Rows from a pointing dataset
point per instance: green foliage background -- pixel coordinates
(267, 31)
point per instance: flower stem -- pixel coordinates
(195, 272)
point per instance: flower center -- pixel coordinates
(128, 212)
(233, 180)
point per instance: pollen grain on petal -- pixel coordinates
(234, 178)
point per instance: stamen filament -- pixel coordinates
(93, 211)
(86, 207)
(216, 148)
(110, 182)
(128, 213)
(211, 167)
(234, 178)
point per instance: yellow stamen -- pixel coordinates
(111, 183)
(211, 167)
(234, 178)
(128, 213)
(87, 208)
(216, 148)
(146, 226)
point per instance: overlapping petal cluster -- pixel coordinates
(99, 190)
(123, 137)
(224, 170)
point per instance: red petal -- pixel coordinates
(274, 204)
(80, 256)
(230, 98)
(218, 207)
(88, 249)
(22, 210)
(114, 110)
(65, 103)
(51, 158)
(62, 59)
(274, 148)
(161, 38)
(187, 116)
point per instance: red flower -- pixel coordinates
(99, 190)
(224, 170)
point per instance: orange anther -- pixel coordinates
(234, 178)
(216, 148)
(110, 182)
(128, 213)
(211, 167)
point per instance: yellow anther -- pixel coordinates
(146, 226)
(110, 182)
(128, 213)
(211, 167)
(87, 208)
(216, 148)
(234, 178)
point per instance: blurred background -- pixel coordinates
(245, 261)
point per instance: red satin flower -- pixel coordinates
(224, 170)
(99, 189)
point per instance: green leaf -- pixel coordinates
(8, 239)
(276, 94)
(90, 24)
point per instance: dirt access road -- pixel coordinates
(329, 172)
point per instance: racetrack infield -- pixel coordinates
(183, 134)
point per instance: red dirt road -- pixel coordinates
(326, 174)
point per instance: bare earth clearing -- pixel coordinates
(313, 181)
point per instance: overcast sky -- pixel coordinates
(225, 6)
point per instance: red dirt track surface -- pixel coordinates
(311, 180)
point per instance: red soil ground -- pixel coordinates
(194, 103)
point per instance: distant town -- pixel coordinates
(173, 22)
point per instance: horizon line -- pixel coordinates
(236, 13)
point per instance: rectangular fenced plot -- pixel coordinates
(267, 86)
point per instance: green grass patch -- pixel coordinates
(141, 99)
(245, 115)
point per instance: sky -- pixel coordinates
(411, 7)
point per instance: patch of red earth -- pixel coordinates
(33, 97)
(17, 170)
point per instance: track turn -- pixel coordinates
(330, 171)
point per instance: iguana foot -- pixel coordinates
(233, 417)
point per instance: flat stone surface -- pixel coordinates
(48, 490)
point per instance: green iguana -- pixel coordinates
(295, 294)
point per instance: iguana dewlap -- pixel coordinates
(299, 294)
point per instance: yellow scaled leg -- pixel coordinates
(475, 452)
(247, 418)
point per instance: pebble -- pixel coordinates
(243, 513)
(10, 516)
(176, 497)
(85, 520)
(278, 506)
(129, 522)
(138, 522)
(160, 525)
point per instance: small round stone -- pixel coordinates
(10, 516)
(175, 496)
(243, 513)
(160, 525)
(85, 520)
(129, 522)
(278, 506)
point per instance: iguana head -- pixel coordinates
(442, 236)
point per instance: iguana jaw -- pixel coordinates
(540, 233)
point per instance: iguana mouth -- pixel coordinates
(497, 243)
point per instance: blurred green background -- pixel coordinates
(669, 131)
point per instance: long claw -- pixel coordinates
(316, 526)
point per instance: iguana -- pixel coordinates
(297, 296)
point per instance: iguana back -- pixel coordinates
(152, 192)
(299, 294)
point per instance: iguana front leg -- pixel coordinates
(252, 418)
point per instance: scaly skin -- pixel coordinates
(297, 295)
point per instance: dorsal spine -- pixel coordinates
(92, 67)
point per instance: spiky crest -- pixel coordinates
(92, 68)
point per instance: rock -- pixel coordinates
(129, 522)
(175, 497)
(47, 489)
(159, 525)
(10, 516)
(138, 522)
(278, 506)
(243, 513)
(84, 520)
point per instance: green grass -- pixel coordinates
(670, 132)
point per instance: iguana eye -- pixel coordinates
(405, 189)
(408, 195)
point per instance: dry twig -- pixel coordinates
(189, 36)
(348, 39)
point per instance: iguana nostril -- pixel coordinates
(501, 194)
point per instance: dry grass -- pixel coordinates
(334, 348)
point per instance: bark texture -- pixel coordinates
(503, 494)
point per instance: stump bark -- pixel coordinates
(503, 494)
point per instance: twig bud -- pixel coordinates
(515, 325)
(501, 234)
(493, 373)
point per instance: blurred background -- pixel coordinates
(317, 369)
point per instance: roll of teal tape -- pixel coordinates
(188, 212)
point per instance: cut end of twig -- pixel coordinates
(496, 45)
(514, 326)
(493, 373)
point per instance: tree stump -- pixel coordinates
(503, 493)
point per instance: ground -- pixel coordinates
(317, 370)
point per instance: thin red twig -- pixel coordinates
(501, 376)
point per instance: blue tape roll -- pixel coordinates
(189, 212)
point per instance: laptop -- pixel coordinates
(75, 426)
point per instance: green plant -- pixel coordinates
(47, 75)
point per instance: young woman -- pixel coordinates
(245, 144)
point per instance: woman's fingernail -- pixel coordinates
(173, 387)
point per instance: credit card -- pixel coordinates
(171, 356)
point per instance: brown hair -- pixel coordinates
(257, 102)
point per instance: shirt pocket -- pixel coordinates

> **WHAT IS NEEDED**: Repeat the rows word for word, beginning at the line that contains "point per instance: green grass -- pixel" and stopping after the last line of the rows.

> **WRITTEN RESPONSE**:
point per instance: green grass -- pixel coordinates
(670, 132)
point per instance: iguana eye -- pixel coordinates
(405, 189)
(408, 195)
point per instance: dry twig -- pixel coordinates
(189, 36)
(348, 39)
point per instance: iguana nostril -- pixel coordinates
(501, 194)
point per instance: dry grass -- pixel coordinates
(334, 348)
point per instance: bark texture -- pixel coordinates
(503, 494)
point per instance: stump bark -- pixel coordinates
(503, 494)
point per instance: twig bud -- pixel coordinates
(515, 325)
(501, 234)
(493, 373)
point per instance: blurred background -- pixel coordinates
(317, 369)
point per instance: roll of teal tape -- pixel coordinates
(188, 212)
point per instance: cut end of twig -- pixel coordinates
(496, 45)
(514, 326)
(493, 373)
point per instance: tree stump -- pixel coordinates
(503, 493)
point per instance: ground -- pixel coordinates
(317, 370)
point per instance: thin red twig -- pixel coordinates
(501, 376)
point per instance: blue tape roll -- pixel coordinates
(189, 212)
point per instance: laptop -- pixel coordinates
(75, 426)
point per instance: green plant -- pixel coordinates
(47, 75)
point per instance: young woman -- pixel coordinates
(245, 144)
point per instance: woman's fingernail -- pixel coordinates
(173, 387)
point per instance: credit card -- pixel coordinates
(171, 356)
point per instance: brown hair -- pixel coordinates
(257, 102)
point per instance: shirt pocket -- pixel coordinates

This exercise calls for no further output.